Copy out the lines from the one containing "Where can the baby's" through the end of the rows. Swap "innermost point" for "central point" and keep everything else as it is.

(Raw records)
────────────────────────────────────────

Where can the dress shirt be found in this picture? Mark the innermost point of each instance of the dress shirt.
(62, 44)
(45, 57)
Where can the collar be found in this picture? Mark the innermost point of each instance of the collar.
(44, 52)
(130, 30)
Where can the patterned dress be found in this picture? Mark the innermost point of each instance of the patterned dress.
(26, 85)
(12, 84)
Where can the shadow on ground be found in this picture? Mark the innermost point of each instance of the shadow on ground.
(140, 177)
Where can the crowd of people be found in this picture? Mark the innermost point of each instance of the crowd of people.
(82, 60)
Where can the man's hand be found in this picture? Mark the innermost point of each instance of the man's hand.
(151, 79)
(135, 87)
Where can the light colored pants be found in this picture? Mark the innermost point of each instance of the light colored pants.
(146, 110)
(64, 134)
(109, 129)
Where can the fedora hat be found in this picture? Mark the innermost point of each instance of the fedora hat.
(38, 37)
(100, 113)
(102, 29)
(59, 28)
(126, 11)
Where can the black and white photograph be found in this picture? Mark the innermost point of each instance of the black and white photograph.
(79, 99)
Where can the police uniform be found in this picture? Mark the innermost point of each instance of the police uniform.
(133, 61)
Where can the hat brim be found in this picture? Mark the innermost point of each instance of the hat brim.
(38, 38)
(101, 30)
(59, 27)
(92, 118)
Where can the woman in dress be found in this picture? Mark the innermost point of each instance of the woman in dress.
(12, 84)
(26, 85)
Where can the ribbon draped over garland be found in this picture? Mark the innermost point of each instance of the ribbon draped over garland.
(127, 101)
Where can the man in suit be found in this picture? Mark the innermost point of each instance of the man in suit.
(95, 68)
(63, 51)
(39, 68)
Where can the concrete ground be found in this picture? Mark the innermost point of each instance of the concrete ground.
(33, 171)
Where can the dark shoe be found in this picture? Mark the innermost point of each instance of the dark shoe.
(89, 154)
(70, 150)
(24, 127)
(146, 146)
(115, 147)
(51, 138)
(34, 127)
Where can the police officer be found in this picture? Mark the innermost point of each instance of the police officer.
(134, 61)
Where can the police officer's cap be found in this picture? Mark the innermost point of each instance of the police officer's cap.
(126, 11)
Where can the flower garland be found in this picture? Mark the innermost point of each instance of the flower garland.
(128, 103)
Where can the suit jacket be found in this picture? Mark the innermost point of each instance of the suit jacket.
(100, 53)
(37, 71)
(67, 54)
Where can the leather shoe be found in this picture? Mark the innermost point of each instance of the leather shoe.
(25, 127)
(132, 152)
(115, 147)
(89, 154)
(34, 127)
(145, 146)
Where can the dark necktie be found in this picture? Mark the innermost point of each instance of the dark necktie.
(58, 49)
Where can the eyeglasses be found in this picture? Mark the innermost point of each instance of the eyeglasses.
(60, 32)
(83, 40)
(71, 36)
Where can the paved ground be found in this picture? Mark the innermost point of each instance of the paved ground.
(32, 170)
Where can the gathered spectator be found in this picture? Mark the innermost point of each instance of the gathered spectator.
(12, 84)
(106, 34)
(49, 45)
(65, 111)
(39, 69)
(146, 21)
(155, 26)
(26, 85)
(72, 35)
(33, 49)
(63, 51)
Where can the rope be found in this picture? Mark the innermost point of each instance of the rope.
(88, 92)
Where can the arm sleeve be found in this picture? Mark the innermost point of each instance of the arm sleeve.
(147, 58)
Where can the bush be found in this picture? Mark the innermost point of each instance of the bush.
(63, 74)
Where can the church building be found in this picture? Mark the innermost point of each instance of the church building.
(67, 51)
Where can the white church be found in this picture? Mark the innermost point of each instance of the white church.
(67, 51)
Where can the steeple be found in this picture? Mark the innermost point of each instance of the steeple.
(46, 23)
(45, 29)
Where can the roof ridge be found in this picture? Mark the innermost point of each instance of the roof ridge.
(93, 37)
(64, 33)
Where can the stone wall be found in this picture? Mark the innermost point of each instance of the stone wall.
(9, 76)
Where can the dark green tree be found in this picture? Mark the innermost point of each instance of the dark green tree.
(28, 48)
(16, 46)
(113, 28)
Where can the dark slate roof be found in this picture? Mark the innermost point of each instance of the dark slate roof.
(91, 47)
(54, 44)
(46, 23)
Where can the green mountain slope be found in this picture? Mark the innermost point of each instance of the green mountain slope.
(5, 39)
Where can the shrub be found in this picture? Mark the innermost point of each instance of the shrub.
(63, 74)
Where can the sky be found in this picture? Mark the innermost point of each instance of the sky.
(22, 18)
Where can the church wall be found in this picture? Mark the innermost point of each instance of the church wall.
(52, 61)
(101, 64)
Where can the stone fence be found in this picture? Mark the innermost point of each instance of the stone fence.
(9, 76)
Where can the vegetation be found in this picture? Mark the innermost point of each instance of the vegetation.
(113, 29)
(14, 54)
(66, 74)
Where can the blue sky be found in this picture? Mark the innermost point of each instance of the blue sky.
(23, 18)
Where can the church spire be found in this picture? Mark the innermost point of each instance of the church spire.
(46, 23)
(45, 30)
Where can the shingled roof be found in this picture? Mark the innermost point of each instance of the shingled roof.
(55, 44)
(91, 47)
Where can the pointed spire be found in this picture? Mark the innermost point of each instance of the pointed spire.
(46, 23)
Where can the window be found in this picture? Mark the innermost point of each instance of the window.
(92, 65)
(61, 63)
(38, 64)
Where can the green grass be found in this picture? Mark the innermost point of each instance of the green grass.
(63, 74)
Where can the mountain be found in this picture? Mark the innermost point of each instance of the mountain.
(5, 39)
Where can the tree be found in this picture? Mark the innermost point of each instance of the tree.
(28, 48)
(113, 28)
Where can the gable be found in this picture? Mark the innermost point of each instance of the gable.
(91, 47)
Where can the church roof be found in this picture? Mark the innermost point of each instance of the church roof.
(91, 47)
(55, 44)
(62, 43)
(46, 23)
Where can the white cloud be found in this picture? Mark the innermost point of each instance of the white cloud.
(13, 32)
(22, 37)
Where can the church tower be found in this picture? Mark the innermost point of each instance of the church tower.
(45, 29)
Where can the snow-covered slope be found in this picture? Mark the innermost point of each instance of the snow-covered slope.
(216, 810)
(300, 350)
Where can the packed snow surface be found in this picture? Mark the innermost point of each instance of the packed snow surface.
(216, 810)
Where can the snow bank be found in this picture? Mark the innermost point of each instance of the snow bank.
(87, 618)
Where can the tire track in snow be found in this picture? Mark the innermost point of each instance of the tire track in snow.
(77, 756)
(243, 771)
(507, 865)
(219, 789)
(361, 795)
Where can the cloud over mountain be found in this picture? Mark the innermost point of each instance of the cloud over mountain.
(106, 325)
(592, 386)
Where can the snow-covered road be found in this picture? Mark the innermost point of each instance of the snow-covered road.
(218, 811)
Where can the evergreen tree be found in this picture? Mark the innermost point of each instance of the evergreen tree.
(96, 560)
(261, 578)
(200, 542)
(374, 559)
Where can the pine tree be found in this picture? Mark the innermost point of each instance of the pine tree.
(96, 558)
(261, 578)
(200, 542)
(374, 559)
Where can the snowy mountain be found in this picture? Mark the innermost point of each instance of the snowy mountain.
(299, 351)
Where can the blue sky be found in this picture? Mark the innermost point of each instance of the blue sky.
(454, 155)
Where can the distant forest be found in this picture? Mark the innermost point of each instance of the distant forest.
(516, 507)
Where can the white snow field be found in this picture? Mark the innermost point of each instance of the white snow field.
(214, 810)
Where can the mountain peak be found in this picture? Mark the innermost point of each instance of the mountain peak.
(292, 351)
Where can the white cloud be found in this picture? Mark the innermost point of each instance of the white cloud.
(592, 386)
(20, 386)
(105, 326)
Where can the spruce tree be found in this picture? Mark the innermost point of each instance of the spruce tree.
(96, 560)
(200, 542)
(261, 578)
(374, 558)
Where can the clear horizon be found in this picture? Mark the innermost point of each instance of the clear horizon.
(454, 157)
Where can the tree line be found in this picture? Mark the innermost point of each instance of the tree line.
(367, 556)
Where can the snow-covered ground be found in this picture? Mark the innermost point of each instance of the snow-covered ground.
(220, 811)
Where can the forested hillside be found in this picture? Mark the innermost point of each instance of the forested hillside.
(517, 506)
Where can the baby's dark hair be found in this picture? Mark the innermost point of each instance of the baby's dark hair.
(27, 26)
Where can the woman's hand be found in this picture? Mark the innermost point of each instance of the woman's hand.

────────────────────────────────────────

**Response:**
Where can the baby's dark hair be found in this picture? Mark the central point of each instance of the baby's dark hair.
(27, 26)
Where can the woman's hand be found in this picture? Mark the central point of each instance of the woman's hand.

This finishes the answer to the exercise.